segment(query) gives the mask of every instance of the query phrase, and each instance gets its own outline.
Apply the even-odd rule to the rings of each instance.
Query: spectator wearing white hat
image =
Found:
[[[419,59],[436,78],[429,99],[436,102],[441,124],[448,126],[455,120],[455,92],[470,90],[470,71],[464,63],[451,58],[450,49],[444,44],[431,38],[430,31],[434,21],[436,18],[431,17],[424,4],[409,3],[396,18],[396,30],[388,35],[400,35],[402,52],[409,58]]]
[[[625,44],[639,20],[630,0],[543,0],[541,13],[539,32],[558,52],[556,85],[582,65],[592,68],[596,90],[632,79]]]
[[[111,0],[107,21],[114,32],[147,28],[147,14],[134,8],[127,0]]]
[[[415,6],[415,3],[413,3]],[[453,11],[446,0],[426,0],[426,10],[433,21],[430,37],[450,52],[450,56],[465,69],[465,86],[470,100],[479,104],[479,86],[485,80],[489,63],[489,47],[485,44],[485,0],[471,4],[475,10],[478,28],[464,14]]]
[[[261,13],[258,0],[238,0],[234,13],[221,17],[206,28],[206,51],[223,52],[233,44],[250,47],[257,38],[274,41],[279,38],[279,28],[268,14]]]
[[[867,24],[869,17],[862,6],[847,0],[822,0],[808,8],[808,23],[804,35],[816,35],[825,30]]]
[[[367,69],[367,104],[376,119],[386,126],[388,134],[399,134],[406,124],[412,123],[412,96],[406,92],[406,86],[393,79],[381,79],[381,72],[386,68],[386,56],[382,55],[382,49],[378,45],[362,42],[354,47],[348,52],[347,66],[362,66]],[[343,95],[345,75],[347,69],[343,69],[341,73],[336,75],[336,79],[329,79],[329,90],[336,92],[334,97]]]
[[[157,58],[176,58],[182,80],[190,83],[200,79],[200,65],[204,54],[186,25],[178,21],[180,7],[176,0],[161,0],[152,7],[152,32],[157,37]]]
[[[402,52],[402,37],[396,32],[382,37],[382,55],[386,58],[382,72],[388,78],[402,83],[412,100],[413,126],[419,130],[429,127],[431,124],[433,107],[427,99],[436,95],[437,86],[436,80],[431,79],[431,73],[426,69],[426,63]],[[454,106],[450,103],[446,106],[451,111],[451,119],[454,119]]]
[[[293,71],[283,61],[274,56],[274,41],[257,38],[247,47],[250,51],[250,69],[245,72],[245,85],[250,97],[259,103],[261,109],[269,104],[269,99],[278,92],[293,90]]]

-*-

Reproduce every item above verbatim, keeping each line intact and in its original order.

> _Answer below_:
segment(query) gives the mask of every instance of the query phrase, and each instance gets its own outline.
Apply the even-odd rule to the rings of each instance.
Query: spectator wearing white hat
image =
Found:
[[[419,59],[436,78],[429,99],[436,102],[441,124],[448,126],[455,120],[455,92],[470,90],[470,71],[464,63],[451,58],[450,49],[444,44],[431,38],[430,31],[434,21],[436,18],[431,17],[424,4],[409,3],[396,18],[396,30],[388,35],[400,35],[402,52],[409,58]]]
[[[625,44],[639,20],[630,0],[543,0],[541,13],[539,32],[558,52],[556,85],[582,65],[592,68],[596,90],[632,79]]]
[[[111,0],[107,21],[114,32],[147,28],[147,14],[134,8],[127,0]]]
[[[415,6],[415,3],[413,3]],[[453,11],[446,0],[426,0],[426,10],[433,21],[430,37],[450,52],[450,56],[465,69],[465,86],[470,100],[479,104],[479,86],[485,80],[489,63],[489,47],[485,44],[485,0],[471,4],[475,10],[478,28],[464,14]]]
[[[261,13],[258,0],[238,0],[234,13],[221,17],[206,28],[206,51],[223,52],[233,44],[250,47],[257,38],[274,41],[279,38],[279,28],[268,14]]]
[[[867,24],[869,17],[862,6],[847,0],[822,0],[808,8],[808,23],[804,35],[816,35],[825,30]]]
[[[367,69],[367,104],[376,119],[386,126],[388,134],[399,134],[406,124],[412,123],[412,96],[406,92],[406,86],[393,79],[381,79],[381,72],[386,68],[386,56],[382,55],[382,49],[378,45],[362,42],[354,47],[348,52],[347,66],[362,66]],[[343,95],[345,75],[347,69],[343,69],[341,73],[336,75],[336,79],[329,79],[329,90],[336,92],[334,97]]]
[[[157,58],[176,58],[182,80],[190,83],[200,79],[200,65],[204,54],[186,25],[178,21],[180,7],[176,0],[161,0],[152,7],[152,32],[157,37]]]
[[[402,52],[402,37],[396,32],[382,37],[382,55],[386,58],[382,72],[388,78],[402,83],[412,100],[413,126],[419,130],[429,127],[431,124],[433,107],[427,99],[436,95],[437,86],[436,80],[431,79],[431,73],[426,69],[426,63]],[[454,106],[450,103],[446,106],[451,111],[451,119],[454,119]]]
[[[293,71],[283,61],[274,56],[274,41],[257,38],[247,47],[250,51],[250,69],[245,72],[245,85],[250,97],[259,103],[261,109],[269,104],[269,99],[278,92],[293,90]]]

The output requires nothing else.